**SET EXERCISE**.
Please copy the data below word for word, keeping every line and mark unchanged.

====

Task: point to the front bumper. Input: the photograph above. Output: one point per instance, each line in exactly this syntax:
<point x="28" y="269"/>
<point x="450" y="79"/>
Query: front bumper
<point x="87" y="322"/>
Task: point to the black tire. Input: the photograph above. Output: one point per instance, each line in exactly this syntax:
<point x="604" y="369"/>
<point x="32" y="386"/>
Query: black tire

====

**WRITTEN RESPONSE**.
Task: point to the front bumper. Input: the photograph above. Output: one point per instance, each line in exactly this syntax:
<point x="28" y="269"/>
<point x="450" y="79"/>
Query: front bumper
<point x="87" y="322"/>
Task: point to the black tire. Input: the photograph above. Output: one point per instance, each line in exactly this syntax:
<point x="604" y="369"/>
<point x="32" y="386"/>
Query: black tire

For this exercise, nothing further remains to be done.